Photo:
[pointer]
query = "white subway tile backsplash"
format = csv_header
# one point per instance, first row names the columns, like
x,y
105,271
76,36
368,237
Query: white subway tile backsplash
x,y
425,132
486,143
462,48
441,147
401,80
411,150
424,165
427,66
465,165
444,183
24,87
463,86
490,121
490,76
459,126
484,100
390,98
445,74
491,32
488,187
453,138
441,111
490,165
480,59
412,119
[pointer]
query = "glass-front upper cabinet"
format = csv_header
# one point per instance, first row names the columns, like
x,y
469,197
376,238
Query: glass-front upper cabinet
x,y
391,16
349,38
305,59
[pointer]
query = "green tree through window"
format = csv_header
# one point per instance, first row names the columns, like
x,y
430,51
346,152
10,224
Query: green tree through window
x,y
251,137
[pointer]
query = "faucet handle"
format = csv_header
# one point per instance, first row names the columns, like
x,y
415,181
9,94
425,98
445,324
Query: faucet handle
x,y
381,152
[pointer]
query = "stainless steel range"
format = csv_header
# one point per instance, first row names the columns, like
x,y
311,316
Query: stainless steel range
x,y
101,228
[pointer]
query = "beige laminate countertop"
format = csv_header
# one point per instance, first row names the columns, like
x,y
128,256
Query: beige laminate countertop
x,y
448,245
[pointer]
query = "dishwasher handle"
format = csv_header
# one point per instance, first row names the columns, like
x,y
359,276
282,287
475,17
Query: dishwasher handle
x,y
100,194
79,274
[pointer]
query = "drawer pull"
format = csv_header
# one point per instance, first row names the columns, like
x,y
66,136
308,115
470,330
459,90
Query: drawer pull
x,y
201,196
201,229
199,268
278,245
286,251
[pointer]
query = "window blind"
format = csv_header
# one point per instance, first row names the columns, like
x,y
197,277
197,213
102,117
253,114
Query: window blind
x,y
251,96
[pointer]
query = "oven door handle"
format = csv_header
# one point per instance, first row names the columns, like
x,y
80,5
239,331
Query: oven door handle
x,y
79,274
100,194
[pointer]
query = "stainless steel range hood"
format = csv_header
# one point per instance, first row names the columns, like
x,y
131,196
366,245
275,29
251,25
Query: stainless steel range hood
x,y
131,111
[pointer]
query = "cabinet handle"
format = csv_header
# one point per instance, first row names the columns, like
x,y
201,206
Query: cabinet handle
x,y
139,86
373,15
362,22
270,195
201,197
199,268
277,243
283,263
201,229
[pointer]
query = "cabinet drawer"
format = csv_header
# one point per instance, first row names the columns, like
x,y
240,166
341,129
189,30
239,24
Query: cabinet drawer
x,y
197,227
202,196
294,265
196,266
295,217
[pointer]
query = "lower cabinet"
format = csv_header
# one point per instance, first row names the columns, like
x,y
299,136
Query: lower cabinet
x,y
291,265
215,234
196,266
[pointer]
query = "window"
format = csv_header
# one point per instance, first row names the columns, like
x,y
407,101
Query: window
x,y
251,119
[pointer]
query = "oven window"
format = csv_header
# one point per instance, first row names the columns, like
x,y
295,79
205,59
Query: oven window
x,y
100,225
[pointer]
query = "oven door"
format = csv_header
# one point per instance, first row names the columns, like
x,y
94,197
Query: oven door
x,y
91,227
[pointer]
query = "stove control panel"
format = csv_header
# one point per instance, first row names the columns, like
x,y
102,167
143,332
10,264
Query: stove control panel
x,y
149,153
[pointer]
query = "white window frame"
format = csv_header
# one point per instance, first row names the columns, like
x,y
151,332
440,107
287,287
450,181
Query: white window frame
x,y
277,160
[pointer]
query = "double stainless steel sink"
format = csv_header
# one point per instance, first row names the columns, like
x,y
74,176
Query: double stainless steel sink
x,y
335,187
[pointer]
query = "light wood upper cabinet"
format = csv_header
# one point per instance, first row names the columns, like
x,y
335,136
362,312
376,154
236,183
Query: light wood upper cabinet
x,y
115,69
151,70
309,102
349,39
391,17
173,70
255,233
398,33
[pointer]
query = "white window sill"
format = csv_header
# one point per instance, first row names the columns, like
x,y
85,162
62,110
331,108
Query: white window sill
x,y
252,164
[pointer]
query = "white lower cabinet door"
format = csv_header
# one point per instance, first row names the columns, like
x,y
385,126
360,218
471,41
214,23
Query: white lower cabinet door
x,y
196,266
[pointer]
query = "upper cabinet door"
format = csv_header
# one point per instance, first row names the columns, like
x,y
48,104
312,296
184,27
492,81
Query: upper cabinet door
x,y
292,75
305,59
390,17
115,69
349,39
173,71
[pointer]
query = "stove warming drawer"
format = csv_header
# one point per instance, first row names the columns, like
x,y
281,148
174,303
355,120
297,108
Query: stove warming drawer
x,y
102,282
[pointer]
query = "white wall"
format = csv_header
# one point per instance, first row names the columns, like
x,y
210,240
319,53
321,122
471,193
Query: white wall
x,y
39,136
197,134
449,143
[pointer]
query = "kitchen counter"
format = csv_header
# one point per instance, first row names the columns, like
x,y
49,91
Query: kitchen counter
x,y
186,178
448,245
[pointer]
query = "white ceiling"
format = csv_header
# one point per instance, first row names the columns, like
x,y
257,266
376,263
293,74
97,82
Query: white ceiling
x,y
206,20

---+---

(WHAT IS BEING ASKED) Please repeat the entries above exactly as they read.

(EXERCISE ANSWER)
Photo:
[pointer]
query = "white subway tile backsplash"
format = csv_header
# one point per instance, first row names the columns, like
x,y
105,271
76,36
368,237
Query: white subway tile backsplash
x,y
425,132
486,143
462,48
441,147
401,80
411,150
424,165
427,66
465,165
444,183
24,87
463,86
490,121
490,76
459,126
484,100
390,98
445,74
491,32
488,187
453,138
441,111
490,165
480,59
412,119
[pointer]
query = "glass-front upper cabinet"
format = csv_header
# one point per instance, first row names the columns, like
x,y
469,197
376,238
Query: glass-front upper cabinet
x,y
391,16
349,38
305,59
[pointer]
query = "green tree through window"
format = csv_header
# one point per instance, first row names the columns, like
x,y
430,51
346,152
10,224
Query: green tree through window
x,y
251,137
[pointer]
query = "faucet handle"
format = csv_header
# one point per instance, first row names the columns, like
x,y
415,181
9,94
425,98
445,324
Query: faucet handle
x,y
381,152
[pointer]
query = "stainless steel range"
format = csv_header
# one point per instance, first row names the columns, like
x,y
311,316
Query: stainless steel range
x,y
101,228
[pointer]
query = "beige laminate countertop"
format = csv_header
# one point per instance, first row names the columns, like
x,y
128,256
Query: beige laminate countertop
x,y
448,245
[pointer]
query = "dishwasher handle"
format = csv_header
# one point per instance, first row names the columns, like
x,y
359,276
282,287
475,17
Query: dishwasher handle
x,y
100,194
79,274
[pointer]
query = "drawer pull"
format = csv_header
# one point per instance, first row names the columns, like
x,y
66,136
308,115
470,330
459,90
Query: drawer pull
x,y
201,196
201,229
199,268
278,245
286,251
[pointer]
query = "window blind"
format = csv_header
# one point per instance, first row names the columns, like
x,y
197,277
197,213
102,117
253,114
Query: window blind
x,y
251,96
[pointer]
query = "oven door handle"
format = csv_header
# one point per instance, first row names the columns, like
x,y
80,5
239,331
Query: oven door handle
x,y
79,274
100,194
[pointer]
query = "stainless steel range hood"
format = csv_header
# one point per instance, first row names the columns, like
x,y
131,196
366,245
275,29
251,25
Query: stainless steel range hood
x,y
131,111
[pointer]
query = "cabinet handle"
format = csv_header
# one point per instance, first row names the columns, like
x,y
201,206
Query: cabinet handle
x,y
139,86
373,15
362,22
270,195
201,197
199,268
277,243
283,263
201,229
[pointer]
query = "cabinet drawer"
format = csv_header
# one point per instance, first row names the columns, like
x,y
240,166
341,129
189,30
239,24
Query: cabinet drawer
x,y
197,227
202,196
294,265
196,266
295,217
[pointer]
query = "lower cabinet"
format = csv_header
# one point per instance, first row names the columns, like
x,y
299,136
Query: lower cabinet
x,y
291,265
215,234
196,266
[pointer]
query = "window"
format = csv_header
# one point per instance, first row names the columns, like
x,y
407,101
Query: window
x,y
251,119
[pointer]
query = "oven window"
format = csv_header
# one point per instance, first row names the columns, like
x,y
295,79
205,59
Query: oven window
x,y
100,225
[pointer]
query = "oven door"
format = csv_header
# one point per instance, first row names the columns, like
x,y
94,197
Query: oven door
x,y
91,227
[pointer]
query = "stove control panel"
format = csv_header
# one point per instance, first row names the columns, like
x,y
102,167
143,332
10,264
Query: stove control panel
x,y
149,153
[pointer]
query = "white window frame"
format = csv_header
# one point per instance, first row names the columns, like
x,y
151,332
440,107
287,287
450,181
Query: white window frame
x,y
277,160
[pointer]
query = "double stainless steel sink"
format = csv_header
# one point per instance, first row names the columns, like
x,y
74,176
Query: double stainless steel sink
x,y
335,187
[pointer]
query = "light wood upper cabinet"
format = csv_header
# one point per instance, first row names the columns, like
x,y
335,136
362,312
376,154
236,183
Query: light wood upper cabinet
x,y
115,69
151,70
309,102
349,39
391,17
173,70
255,233
398,33
[pointer]
query = "white window sill"
format = csv_header
# one point per instance, first row names the columns, like
x,y
85,162
62,110
331,108
Query: white window sill
x,y
252,164
[pointer]
query = "white lower cabinet door"
format = csv_header
# one point per instance, first row names the columns, like
x,y
385,126
360,218
471,41
214,23
Query: white lower cabinet door
x,y
196,266
[pointer]
query = "upper cabinet door"
format = csv_header
# one point per instance, first row names the columns, like
x,y
48,104
312,296
184,27
492,81
Query: upper cabinet door
x,y
292,75
305,59
390,17
115,69
349,39
173,71
[pointer]
query = "stove warming drawer"
format = csv_header
# one point per instance, first row names the columns, like
x,y
281,148
174,303
355,120
297,108
Query: stove warming drawer
x,y
102,282
[pointer]
query = "white wall"
format = csv_header
# one point per instance, first row names the columns, like
x,y
210,240
319,53
321,122
471,193
Query: white wall
x,y
39,136
197,134
449,143
[pointer]
query = "kitchen counter"
format = csv_header
# one point per instance, first row names the columns, like
x,y
49,91
Query: kitchen counter
x,y
186,178
448,245
[pointer]
query = "white ceiling"
format = csv_header
# one point per instance, first row names the columns, like
x,y
257,266
376,263
293,74
97,82
Query: white ceiling
x,y
206,20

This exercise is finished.